Stop after the line with "From the image above, could you locate the wooden louvered"; until then, please copy every line of the records word for word from the first.

[SOURCE MATERIAL]

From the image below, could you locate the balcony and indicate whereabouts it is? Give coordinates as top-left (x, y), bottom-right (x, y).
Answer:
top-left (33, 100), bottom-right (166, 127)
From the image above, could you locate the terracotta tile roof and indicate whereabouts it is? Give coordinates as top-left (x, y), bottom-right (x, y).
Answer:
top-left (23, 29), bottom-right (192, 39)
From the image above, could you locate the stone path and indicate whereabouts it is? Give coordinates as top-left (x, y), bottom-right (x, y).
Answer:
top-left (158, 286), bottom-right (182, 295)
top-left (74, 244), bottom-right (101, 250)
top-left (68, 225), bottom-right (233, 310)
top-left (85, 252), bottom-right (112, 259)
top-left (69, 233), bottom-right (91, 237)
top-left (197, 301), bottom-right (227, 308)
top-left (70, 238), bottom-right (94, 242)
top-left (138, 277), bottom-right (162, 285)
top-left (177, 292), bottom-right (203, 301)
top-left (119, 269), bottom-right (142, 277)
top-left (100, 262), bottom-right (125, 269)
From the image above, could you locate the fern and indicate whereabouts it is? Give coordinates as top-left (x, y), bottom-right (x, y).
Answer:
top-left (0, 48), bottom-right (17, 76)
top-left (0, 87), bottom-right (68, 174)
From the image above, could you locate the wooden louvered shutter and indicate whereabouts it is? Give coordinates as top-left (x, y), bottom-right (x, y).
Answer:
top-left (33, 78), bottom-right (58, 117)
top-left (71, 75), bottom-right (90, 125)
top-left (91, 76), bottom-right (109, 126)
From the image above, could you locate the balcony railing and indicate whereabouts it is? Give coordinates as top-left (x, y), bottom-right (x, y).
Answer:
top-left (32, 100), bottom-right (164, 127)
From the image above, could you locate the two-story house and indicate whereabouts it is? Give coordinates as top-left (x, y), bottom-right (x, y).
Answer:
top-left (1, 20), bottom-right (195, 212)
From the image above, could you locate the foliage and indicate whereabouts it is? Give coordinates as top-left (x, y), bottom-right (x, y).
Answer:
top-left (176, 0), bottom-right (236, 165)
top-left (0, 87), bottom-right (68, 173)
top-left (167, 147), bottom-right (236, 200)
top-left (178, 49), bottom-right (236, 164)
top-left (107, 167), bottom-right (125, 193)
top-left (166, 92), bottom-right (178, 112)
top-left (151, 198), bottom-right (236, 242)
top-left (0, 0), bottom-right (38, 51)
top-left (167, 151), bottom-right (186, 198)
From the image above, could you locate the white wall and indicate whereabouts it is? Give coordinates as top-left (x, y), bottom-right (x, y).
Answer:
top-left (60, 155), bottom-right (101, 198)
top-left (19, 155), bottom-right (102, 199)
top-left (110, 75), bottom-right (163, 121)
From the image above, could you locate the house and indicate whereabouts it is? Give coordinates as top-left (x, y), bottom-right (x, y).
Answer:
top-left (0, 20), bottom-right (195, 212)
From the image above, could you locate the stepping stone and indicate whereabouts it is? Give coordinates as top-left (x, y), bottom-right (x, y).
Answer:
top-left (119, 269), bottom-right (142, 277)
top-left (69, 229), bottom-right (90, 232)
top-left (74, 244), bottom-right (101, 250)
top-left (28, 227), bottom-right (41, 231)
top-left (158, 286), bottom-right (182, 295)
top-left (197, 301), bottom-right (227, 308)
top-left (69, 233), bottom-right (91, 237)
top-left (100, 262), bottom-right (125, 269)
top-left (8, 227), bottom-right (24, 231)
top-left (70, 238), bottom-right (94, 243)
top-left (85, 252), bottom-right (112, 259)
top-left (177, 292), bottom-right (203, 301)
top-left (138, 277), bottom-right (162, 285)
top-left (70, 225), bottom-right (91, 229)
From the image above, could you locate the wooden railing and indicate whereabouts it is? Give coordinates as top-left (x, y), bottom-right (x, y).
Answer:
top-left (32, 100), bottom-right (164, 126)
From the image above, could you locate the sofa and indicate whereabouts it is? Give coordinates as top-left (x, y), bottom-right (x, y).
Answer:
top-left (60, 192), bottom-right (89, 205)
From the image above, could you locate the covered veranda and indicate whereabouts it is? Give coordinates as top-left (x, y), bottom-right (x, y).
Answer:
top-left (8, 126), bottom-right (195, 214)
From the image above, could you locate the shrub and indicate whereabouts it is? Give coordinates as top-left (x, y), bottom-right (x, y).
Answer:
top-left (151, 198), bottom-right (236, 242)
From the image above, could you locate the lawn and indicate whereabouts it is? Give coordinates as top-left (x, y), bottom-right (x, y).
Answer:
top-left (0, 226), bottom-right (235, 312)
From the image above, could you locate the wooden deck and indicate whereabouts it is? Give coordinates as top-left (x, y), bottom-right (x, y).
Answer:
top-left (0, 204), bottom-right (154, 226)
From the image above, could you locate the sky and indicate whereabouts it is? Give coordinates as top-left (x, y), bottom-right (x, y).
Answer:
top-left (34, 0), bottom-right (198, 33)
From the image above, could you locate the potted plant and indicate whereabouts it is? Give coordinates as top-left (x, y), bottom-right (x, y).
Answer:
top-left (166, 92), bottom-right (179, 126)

[/SOURCE MATERIAL]

# [TASK RESULT]
From the image below, could you locate the balcony and indicate whereabouts it is? Give coordinates as top-left (x, y), bottom-right (x, y).
Answer:
top-left (33, 100), bottom-right (166, 127)
From the image above, could you locate the terracotta tile roof and indicate whereabouts it is? Give coordinates as top-left (x, y), bottom-right (x, y).
Answer:
top-left (23, 29), bottom-right (192, 39)
From the image above, could you locate the stone path and indicate whereabouts it is? Give coordinates as top-left (x, y), bottom-right (x, y).
Answer:
top-left (158, 286), bottom-right (182, 295)
top-left (74, 244), bottom-right (101, 250)
top-left (68, 225), bottom-right (233, 310)
top-left (85, 252), bottom-right (112, 259)
top-left (69, 233), bottom-right (91, 237)
top-left (197, 301), bottom-right (227, 308)
top-left (70, 238), bottom-right (94, 242)
top-left (138, 277), bottom-right (162, 285)
top-left (177, 292), bottom-right (203, 301)
top-left (119, 269), bottom-right (142, 277)
top-left (100, 262), bottom-right (125, 269)
From the image above, could you locate the fern and indicate whereabouts it is? Give coordinates as top-left (x, y), bottom-right (x, y).
Answer:
top-left (0, 48), bottom-right (17, 76)
top-left (0, 87), bottom-right (68, 174)
From the image above, could you locate the wooden louvered shutter and indicate whereabouts it is? Give coordinates as top-left (x, y), bottom-right (x, y).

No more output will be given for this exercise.